_What to work on_: The answer must be an exact copy of the lines from the one containing "the dark red" through the end of the records, with the pictures left out.
○ ○ ○
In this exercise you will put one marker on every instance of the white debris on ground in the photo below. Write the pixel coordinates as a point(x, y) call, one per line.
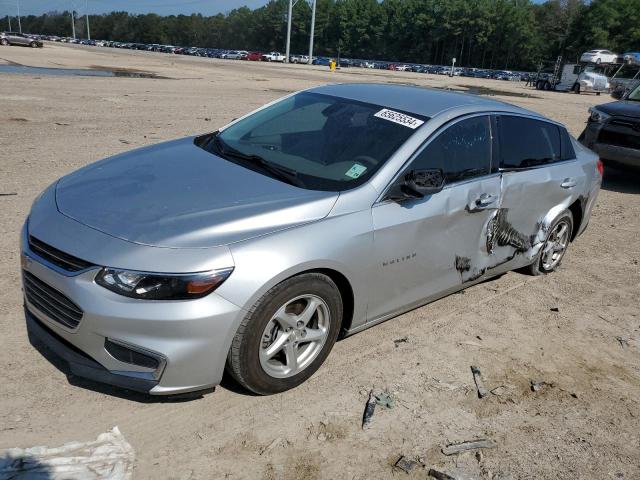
point(109, 457)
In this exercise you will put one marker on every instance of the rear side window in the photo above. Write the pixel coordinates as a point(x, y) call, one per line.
point(566, 147)
point(462, 151)
point(525, 142)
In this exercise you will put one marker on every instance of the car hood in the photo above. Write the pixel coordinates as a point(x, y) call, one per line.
point(178, 195)
point(626, 108)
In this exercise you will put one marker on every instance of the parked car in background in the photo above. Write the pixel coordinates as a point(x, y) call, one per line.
point(273, 57)
point(15, 38)
point(237, 55)
point(328, 211)
point(613, 131)
point(299, 59)
point(599, 56)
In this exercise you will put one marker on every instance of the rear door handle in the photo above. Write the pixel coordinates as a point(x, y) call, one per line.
point(485, 200)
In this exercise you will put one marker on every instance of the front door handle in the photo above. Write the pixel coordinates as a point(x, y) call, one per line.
point(485, 200)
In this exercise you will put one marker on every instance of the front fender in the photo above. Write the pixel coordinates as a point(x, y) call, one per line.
point(342, 243)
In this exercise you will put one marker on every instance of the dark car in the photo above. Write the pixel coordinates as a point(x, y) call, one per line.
point(15, 38)
point(613, 131)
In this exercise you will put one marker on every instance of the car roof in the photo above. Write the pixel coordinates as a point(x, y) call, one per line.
point(427, 102)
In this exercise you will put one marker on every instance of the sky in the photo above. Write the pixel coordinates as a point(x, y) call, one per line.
point(161, 7)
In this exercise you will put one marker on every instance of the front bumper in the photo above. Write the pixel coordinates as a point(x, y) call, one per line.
point(628, 157)
point(191, 337)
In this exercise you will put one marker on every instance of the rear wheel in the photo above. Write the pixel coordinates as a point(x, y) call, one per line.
point(287, 334)
point(555, 245)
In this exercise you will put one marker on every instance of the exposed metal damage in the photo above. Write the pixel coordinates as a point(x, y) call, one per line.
point(503, 244)
point(500, 232)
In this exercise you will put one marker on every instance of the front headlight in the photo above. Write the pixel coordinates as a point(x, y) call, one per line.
point(597, 116)
point(159, 286)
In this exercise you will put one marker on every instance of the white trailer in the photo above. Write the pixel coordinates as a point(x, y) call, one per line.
point(574, 77)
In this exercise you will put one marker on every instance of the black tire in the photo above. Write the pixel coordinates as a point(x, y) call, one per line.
point(537, 268)
point(243, 361)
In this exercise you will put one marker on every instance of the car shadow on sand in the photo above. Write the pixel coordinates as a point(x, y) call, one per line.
point(621, 181)
point(23, 466)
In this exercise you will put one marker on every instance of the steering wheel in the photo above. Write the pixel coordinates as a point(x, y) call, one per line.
point(370, 162)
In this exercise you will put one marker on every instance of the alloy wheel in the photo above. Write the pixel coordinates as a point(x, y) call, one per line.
point(294, 336)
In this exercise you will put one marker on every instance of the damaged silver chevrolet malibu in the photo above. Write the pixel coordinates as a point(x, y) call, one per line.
point(252, 248)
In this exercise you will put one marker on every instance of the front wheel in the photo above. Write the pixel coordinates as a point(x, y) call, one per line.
point(287, 334)
point(555, 245)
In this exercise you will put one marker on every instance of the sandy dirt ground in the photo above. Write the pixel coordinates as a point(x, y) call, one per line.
point(584, 426)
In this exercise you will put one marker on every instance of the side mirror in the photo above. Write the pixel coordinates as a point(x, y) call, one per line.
point(618, 93)
point(418, 184)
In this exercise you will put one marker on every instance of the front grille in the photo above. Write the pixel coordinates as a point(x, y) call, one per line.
point(53, 255)
point(51, 302)
point(620, 138)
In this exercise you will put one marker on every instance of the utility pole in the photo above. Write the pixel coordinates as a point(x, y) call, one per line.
point(19, 24)
point(86, 3)
point(288, 49)
point(313, 27)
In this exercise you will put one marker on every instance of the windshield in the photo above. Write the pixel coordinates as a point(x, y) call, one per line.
point(635, 94)
point(316, 141)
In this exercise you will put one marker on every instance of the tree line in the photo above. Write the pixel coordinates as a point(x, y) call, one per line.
point(501, 34)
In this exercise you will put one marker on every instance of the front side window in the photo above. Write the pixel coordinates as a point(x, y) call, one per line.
point(462, 151)
point(324, 142)
point(634, 95)
point(526, 143)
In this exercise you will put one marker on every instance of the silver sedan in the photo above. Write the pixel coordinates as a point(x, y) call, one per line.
point(254, 247)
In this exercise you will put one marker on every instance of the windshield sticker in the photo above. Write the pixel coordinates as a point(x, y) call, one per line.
point(355, 171)
point(399, 118)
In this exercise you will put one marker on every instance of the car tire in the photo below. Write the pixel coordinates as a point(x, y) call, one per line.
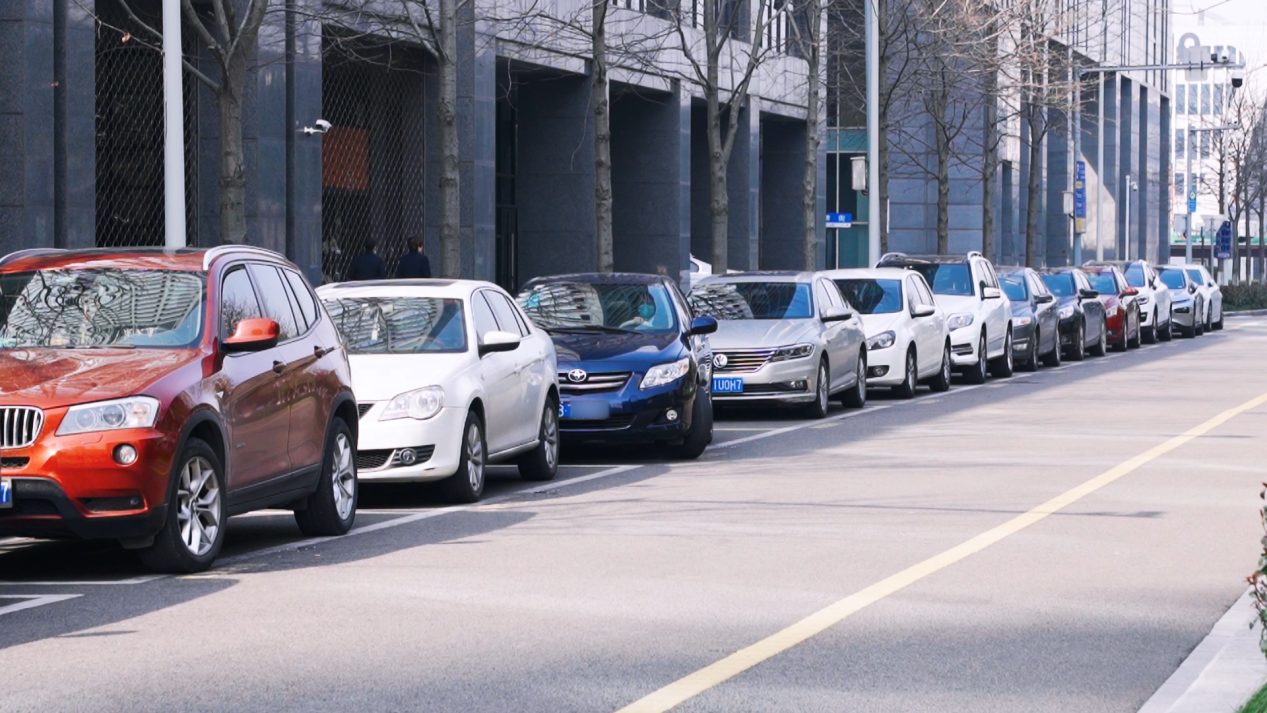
point(332, 508)
point(942, 381)
point(980, 370)
point(701, 428)
point(466, 485)
point(1005, 366)
point(910, 378)
point(541, 464)
point(197, 500)
point(855, 397)
point(821, 391)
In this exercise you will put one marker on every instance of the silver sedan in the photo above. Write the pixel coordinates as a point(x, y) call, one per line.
point(784, 338)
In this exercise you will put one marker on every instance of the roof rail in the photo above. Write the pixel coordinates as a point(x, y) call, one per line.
point(28, 252)
point(210, 255)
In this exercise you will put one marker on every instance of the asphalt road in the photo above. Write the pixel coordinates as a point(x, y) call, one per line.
point(1057, 541)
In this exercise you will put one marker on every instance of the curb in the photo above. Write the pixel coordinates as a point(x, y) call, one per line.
point(1222, 673)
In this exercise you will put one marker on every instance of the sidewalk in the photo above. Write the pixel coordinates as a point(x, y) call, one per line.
point(1222, 673)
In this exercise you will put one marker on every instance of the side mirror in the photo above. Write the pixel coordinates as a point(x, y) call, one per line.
point(702, 326)
point(836, 314)
point(254, 334)
point(499, 342)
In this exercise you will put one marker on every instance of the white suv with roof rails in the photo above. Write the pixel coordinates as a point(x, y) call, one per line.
point(978, 314)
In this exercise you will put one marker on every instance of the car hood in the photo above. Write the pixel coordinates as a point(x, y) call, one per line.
point(378, 378)
point(61, 378)
point(763, 333)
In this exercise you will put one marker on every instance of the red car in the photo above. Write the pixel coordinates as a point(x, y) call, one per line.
point(146, 395)
point(1121, 309)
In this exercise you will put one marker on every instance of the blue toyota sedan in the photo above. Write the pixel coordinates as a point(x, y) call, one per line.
point(634, 364)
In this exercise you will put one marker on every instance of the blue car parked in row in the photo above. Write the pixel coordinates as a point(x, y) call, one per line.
point(634, 362)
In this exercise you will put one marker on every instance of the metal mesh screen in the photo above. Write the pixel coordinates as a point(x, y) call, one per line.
point(129, 131)
point(374, 155)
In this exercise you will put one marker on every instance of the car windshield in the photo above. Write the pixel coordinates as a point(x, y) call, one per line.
point(1014, 285)
point(947, 279)
point(1061, 284)
point(1102, 283)
point(873, 296)
point(1135, 276)
point(617, 307)
point(399, 326)
point(98, 307)
point(753, 300)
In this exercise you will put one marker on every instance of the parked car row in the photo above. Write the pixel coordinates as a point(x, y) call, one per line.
point(146, 395)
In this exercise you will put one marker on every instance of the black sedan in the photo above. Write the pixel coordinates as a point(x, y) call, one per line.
point(1035, 326)
point(1080, 310)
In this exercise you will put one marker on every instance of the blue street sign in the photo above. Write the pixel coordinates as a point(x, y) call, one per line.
point(1080, 190)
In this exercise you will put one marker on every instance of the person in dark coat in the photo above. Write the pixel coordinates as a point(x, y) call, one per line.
point(368, 265)
point(414, 264)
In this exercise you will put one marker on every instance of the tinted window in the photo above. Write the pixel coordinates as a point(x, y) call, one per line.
point(275, 299)
point(947, 279)
point(237, 302)
point(753, 300)
point(872, 296)
point(1061, 285)
point(303, 296)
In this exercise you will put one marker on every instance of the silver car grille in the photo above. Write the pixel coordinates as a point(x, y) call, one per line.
point(743, 361)
point(19, 426)
point(594, 383)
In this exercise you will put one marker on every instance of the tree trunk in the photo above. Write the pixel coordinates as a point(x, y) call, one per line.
point(446, 110)
point(232, 180)
point(601, 104)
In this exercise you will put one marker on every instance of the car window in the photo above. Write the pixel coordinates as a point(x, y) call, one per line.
point(275, 299)
point(237, 300)
point(303, 296)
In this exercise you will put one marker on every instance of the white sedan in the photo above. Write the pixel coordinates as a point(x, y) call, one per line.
point(907, 340)
point(449, 376)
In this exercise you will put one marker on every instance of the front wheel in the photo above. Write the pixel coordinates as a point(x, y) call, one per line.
point(332, 508)
point(194, 531)
point(542, 461)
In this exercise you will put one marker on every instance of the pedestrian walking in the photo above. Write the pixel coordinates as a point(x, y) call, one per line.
point(414, 264)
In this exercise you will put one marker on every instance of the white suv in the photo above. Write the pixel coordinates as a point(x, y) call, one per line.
point(449, 376)
point(978, 313)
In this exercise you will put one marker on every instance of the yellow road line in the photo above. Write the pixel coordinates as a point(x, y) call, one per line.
point(683, 689)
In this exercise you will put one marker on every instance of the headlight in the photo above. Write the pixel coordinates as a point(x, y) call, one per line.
point(881, 341)
point(133, 412)
point(663, 374)
point(418, 404)
point(795, 351)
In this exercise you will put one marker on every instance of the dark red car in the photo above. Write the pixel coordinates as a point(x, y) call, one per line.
point(1121, 309)
point(146, 395)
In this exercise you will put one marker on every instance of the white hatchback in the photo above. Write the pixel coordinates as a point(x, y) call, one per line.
point(449, 376)
point(907, 340)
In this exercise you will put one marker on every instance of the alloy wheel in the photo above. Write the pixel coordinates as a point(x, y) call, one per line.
point(198, 502)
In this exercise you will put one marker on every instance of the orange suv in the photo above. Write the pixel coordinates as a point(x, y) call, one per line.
point(146, 395)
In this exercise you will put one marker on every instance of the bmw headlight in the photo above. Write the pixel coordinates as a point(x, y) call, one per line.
point(663, 374)
point(133, 412)
point(418, 404)
point(795, 351)
point(881, 341)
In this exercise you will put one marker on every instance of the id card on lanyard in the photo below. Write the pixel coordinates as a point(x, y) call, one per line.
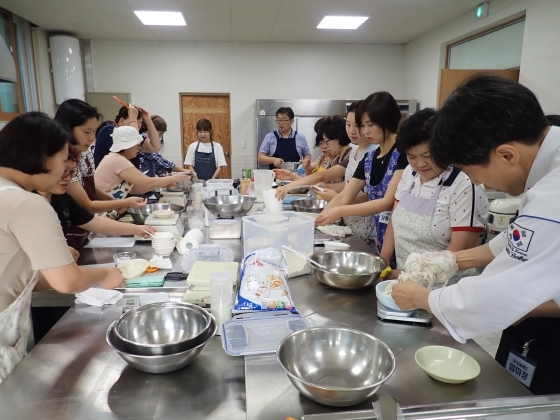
○ ○ ○
_Task solution_:
In this exercise you will put one marker on every instance of the dark red car in the photo above. Write the pixel coordinates as a point(x, y) call, one per line.
point(1121, 309)
point(146, 395)
In this exercise you will put one marker on every instance of the white hatchback in the photo above. Write the pixel coordinates as a point(x, y) call, one per line.
point(449, 376)
point(907, 340)
In this exercise you will put one marker on every instance of the alloy wheel in the photo above. Write the pixel coordinates as a point(x, y) call, one per line.
point(198, 502)
In this exercise you will put one marker on every instance of the orange suv in the photo above. Write the pixel coordinates as a point(x, y) call, one per line.
point(146, 395)
In this exercise you will put one marker on every instance of the bmw headlight in the photo above. Write the pixel coordinates as a point(x, y) call, one per line.
point(663, 374)
point(133, 412)
point(418, 404)
point(795, 351)
point(881, 341)
In this exercise you will put one marker on every instance of the id card on lanyard in the photo below. Write the pixel coordinates as a point(x, y) call, one per line.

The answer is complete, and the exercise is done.